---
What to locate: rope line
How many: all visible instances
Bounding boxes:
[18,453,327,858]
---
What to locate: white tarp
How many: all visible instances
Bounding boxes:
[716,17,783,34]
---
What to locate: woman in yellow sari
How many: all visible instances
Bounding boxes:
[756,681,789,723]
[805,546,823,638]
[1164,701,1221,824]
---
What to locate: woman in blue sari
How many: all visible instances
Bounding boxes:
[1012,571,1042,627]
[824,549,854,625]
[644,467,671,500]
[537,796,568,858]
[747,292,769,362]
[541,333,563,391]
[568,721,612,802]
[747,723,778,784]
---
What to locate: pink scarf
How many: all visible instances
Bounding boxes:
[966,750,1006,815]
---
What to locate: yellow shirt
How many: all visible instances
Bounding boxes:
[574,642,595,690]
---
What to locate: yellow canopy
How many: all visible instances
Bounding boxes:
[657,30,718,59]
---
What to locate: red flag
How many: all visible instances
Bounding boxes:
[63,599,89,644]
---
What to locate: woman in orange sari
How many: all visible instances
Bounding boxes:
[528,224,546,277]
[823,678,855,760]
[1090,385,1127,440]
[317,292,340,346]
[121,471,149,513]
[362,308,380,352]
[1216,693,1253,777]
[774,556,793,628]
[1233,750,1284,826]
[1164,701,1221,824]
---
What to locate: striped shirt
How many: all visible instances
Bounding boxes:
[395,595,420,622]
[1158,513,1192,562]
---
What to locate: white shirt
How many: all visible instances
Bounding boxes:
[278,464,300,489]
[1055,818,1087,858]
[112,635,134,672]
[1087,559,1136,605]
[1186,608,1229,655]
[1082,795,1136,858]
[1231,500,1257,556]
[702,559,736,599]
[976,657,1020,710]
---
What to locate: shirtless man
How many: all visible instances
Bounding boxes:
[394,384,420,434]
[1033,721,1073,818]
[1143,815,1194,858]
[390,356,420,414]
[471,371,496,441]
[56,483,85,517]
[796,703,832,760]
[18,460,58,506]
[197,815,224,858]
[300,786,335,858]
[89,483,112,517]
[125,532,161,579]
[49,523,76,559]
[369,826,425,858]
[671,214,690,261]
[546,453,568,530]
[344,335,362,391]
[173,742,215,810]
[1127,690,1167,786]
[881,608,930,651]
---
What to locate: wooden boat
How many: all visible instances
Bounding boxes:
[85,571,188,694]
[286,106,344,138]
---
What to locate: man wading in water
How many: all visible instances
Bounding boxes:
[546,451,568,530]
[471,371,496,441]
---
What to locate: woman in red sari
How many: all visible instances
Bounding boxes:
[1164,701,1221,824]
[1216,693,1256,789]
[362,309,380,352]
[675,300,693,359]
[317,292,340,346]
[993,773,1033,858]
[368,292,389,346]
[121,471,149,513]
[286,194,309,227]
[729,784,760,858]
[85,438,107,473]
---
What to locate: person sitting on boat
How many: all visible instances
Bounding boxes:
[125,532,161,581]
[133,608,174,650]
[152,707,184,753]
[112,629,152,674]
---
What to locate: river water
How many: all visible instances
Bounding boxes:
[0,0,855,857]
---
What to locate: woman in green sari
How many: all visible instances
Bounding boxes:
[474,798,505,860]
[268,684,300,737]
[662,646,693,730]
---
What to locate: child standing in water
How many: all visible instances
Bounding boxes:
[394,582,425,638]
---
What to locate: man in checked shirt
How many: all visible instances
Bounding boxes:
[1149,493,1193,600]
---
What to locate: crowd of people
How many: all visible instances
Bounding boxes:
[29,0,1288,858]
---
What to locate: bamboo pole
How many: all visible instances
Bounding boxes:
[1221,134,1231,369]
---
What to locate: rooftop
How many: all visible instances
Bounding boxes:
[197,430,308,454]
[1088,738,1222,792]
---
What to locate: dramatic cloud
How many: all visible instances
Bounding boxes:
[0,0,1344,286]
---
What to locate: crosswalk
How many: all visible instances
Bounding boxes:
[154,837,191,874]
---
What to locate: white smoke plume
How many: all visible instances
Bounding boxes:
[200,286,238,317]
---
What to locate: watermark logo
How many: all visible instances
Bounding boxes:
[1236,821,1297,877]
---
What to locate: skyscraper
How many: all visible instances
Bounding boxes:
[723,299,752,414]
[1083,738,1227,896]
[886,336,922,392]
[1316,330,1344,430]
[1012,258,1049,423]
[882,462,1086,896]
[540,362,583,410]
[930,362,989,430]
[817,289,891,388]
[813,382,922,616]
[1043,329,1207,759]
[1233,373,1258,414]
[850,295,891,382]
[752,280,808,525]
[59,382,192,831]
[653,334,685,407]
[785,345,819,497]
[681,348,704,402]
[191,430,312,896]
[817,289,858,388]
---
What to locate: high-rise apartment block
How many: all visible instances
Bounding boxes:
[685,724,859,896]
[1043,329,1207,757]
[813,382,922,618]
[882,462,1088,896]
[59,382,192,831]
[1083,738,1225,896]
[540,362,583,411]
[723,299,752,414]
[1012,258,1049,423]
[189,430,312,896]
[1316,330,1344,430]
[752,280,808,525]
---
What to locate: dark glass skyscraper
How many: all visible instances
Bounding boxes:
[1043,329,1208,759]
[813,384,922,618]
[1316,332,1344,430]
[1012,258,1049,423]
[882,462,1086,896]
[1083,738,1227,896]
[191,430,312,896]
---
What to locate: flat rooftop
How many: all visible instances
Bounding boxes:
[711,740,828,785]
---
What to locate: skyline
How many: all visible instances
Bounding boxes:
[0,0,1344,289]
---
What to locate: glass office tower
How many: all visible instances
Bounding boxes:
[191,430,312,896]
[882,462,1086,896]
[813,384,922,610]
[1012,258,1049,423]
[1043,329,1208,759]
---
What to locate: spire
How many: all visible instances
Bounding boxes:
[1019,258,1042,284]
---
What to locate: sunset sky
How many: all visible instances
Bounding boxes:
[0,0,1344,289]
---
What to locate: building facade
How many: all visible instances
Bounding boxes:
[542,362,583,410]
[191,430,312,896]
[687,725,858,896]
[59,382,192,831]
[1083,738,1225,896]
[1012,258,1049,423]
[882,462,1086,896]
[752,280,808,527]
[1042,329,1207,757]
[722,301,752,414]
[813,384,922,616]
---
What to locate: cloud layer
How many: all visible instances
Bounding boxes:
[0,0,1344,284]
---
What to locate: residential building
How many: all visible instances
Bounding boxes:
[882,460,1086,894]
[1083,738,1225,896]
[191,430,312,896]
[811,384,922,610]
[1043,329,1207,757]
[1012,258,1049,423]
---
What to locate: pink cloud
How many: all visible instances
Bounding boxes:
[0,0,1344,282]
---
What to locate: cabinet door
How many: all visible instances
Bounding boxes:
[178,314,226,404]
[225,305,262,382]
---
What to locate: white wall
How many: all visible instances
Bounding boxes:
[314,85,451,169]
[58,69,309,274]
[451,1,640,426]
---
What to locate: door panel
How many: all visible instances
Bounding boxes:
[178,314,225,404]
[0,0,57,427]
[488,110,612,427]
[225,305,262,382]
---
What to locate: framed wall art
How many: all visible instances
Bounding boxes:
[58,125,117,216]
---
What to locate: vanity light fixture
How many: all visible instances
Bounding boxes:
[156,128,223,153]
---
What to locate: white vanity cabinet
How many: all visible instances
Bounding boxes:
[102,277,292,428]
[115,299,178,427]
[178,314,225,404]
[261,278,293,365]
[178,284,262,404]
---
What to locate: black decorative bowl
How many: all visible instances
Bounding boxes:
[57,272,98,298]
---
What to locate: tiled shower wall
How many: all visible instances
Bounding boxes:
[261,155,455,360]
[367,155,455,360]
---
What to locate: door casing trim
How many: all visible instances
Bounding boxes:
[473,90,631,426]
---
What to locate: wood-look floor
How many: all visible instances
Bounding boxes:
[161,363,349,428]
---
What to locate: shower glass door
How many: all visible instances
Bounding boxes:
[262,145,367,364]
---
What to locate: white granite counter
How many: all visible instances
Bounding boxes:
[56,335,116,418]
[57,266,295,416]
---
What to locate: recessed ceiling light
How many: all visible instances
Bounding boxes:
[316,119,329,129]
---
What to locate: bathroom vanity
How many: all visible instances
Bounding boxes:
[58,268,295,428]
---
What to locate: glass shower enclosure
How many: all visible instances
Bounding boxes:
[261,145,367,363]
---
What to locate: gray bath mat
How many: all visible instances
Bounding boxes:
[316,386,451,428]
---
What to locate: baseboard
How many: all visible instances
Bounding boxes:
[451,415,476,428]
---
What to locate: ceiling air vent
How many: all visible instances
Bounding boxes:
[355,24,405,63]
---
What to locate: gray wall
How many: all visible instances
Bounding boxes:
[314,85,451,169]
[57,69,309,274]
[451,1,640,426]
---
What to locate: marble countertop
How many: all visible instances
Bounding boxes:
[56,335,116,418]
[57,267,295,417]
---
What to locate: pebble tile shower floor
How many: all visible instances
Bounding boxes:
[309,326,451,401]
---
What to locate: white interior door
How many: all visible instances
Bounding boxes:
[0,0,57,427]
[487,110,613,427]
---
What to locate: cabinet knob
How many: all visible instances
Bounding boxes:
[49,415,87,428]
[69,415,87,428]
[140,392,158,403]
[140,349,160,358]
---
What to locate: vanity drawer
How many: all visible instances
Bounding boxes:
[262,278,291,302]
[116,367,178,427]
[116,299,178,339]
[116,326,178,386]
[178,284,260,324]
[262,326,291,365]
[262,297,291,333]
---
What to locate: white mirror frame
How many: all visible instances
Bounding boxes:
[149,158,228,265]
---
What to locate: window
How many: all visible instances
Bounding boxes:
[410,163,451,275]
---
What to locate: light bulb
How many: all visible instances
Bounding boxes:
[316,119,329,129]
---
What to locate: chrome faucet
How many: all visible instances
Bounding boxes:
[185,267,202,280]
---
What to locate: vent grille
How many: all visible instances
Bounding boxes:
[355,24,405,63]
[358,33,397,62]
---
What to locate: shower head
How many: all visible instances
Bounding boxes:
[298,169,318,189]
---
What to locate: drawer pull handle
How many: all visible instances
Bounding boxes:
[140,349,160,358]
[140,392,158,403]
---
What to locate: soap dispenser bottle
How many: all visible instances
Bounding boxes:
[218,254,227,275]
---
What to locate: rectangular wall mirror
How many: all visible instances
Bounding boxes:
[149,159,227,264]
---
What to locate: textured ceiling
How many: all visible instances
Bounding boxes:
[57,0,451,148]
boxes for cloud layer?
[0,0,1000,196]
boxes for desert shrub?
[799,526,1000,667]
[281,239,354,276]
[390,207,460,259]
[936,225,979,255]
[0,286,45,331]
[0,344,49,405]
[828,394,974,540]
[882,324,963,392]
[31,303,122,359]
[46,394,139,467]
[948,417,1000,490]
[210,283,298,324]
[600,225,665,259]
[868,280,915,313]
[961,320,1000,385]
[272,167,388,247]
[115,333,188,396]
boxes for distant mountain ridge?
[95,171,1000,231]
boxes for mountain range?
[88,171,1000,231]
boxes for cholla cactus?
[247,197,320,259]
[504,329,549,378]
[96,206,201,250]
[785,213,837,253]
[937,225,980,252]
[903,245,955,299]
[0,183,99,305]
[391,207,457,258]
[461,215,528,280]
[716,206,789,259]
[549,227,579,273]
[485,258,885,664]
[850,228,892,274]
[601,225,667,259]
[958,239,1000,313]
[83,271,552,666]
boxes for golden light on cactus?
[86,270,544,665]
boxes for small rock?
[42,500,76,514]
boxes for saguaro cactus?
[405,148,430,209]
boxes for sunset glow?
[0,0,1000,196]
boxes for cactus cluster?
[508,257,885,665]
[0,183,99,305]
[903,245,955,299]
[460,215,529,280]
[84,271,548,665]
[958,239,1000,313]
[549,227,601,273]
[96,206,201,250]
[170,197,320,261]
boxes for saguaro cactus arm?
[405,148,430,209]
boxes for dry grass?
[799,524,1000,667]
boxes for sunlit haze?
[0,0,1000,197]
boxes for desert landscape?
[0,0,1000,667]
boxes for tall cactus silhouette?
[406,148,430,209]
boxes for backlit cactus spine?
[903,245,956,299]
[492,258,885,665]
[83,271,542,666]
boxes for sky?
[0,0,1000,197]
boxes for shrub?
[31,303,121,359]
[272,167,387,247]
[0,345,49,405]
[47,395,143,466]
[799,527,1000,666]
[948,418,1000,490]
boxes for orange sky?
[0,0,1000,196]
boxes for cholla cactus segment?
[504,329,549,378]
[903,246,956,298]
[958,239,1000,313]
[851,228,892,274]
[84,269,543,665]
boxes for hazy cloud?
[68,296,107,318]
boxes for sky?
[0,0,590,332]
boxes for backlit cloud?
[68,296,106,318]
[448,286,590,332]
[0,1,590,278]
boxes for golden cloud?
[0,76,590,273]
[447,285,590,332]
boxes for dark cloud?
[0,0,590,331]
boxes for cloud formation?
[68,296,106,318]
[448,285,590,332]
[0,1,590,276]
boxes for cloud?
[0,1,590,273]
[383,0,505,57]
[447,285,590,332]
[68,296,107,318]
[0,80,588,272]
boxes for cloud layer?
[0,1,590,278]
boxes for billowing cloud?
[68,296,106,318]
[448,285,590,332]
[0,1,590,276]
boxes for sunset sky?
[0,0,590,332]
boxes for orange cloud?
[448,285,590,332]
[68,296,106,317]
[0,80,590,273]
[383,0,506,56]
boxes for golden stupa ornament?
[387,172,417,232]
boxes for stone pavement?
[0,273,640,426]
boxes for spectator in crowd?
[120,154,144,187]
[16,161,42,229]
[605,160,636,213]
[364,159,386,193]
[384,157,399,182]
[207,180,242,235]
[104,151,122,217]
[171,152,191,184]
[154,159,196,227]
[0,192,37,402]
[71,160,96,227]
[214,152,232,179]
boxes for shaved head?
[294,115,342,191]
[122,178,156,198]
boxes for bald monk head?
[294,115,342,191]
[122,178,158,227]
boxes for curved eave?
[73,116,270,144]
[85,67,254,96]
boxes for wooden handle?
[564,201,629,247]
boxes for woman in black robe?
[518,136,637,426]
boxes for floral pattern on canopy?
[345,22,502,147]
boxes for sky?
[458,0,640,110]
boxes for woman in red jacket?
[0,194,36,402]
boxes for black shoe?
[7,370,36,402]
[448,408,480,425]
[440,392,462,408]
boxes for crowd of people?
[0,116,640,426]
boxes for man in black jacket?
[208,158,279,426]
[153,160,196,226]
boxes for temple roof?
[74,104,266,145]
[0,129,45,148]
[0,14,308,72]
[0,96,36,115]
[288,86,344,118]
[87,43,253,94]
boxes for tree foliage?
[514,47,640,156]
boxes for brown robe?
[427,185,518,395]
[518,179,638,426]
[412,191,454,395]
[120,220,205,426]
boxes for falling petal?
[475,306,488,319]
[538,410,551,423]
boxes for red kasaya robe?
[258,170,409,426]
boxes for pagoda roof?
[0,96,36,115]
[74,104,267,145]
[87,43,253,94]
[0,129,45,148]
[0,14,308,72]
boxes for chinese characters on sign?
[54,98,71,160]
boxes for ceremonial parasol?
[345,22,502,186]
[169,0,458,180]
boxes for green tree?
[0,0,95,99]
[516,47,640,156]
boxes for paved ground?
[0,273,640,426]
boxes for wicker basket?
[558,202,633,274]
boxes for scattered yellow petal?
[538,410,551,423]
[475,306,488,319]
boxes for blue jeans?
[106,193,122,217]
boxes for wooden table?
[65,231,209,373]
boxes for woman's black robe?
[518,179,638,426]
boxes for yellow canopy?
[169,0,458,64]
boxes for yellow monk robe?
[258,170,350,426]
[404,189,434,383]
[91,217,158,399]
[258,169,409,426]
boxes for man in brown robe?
──────
__What you are asked to do__. Report each line in the rows above that contains the word "people". Copy every such line in full.

__Complete answer__.
What to locate: crowd of people
boxes for crowd of people?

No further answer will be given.